══ Stored data

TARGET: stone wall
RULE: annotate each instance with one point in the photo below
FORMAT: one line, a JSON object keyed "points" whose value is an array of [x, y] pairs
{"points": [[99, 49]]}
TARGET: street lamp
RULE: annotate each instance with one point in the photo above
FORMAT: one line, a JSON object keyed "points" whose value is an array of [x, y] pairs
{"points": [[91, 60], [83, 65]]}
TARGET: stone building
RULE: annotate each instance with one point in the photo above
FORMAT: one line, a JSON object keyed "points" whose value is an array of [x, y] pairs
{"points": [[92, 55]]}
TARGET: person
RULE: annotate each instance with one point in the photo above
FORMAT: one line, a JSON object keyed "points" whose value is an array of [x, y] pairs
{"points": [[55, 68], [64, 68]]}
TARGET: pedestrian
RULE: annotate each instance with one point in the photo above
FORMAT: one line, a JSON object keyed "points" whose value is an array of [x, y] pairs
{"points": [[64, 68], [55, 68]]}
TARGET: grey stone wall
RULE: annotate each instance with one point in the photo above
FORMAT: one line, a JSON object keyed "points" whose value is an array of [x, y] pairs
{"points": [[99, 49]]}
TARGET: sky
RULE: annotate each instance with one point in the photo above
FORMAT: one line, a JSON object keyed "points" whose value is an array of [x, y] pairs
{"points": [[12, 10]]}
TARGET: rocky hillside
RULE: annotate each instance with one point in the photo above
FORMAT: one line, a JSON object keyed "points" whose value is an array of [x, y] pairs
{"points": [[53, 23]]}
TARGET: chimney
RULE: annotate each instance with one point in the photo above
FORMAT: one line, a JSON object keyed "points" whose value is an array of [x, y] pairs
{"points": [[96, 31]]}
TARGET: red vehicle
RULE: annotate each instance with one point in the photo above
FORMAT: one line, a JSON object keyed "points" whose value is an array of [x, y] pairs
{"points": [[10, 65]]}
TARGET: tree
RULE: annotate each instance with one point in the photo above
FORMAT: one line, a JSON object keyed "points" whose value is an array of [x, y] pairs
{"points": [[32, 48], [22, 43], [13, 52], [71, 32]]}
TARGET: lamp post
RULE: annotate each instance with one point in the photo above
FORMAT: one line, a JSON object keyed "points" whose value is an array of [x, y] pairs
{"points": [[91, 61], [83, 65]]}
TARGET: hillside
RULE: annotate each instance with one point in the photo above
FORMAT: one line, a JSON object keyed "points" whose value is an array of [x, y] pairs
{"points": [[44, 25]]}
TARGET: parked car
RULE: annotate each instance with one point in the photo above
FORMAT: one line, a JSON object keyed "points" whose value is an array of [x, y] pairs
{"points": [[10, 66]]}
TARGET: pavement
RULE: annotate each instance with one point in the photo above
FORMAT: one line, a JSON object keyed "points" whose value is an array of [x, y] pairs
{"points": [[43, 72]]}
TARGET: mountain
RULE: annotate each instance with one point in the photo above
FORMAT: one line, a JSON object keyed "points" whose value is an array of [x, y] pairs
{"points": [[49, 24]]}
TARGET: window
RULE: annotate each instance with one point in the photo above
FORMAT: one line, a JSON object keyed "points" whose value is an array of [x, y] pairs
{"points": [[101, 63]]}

════

:: Aim of the exercise ::
Everything in the data above must be restated verbatim.

:: Answer for the task ::
TARGET: stone wall
RULE: annotate each instance with one point in the photo below
FORMAT: one line, a JSON object keyed "points" whose value is an array of [x, y] pairs
{"points": [[99, 49]]}
TARGET: street lamp
RULE: annotate each instance with one point in the photo above
FORMAT: one line, a JSON object keyed "points" whose value is an array of [x, y] pairs
{"points": [[91, 60], [83, 65]]}
TARGET: stone building
RULE: annotate each instance with one point in the photo above
FORMAT: one line, a JSON object keyed "points" whose value is an array of [x, y] pairs
{"points": [[92, 55]]}
TARGET: person
RULE: annotate each instance with one point in the photo above
FORMAT: one line, a JSON object keyed "points" whose value is an array of [x, y] pairs
{"points": [[55, 68], [64, 68]]}
TARGET: pedestrian
RULE: annotate each instance with one point in the photo above
FORMAT: one line, a JSON object keyed "points" whose value is an array of [x, y] pairs
{"points": [[64, 68], [55, 68]]}
TARGET: grey stone wall
RULE: annotate each instance with one point in the photo above
FORMAT: one line, a JSON object keyed "points" whose value is an array of [x, y] pairs
{"points": [[99, 49]]}
TARGET: sky
RULE: annotate each instance with one point in the photo above
FORMAT: one line, a JSON object keyed "points" whose value is an array of [x, y] pairs
{"points": [[12, 10]]}
TARGET: rocky hillside
RULE: annotate each instance with one point in the photo above
FORMAT: one line, a JSON object keyed "points" whose value is an array of [x, y] pairs
{"points": [[53, 23]]}
TARGET: chimney
RULE: annotate each instance with one point in the photo above
FORMAT: one line, a JSON object keyed "points" whose value is an array of [x, y] pairs
{"points": [[96, 31]]}
TARGET: red vehicle
RULE: annotate each instance with one point in the photo above
FORMAT: one line, a JSON object keyed "points" whose value is an array of [x, y] pairs
{"points": [[10, 65]]}
TARGET: tree
RULE: annotate each instance with one point in the photo above
FORMAT: one line, a JSON object keyed "points" whose value is an array of [x, y] pairs
{"points": [[32, 48], [22, 43], [13, 52], [71, 32]]}
TARGET: lamp post
RULE: annotate each instance with one point in the photo above
FORMAT: one line, a JSON object keyed "points" whose value is an array of [x, y] pairs
{"points": [[91, 61], [83, 65]]}
TARGET: hillside
RULE: annotate each instance with one point in the photo above
FORMAT: one line, a JSON object keyed "points" whose value is an array of [x, y] pairs
{"points": [[44, 25]]}
TARGET: parked car
RULE: annotate each instance with one point in the photo above
FORMAT: one line, a JSON object keyed "points" whose value is an array of [x, y] pairs
{"points": [[10, 66]]}
TARGET: pavement
RULE: annotate each instance with one point in the photo above
FORMAT: one line, a JSON object keyed "points" whose value is an array of [x, y] pairs
{"points": [[43, 72]]}
TARGET: mountain
RULE: annotate each instance with one point in the photo above
FORMAT: one line, a JSON object keyed "points" whose value is an array of [x, y] pairs
{"points": [[49, 24]]}
TARGET: window
RULE: annotate each instance with one point in the photo above
FORMAT: one line, a JSON object keyed "points" whose value is an array of [x, y] pairs
{"points": [[101, 63]]}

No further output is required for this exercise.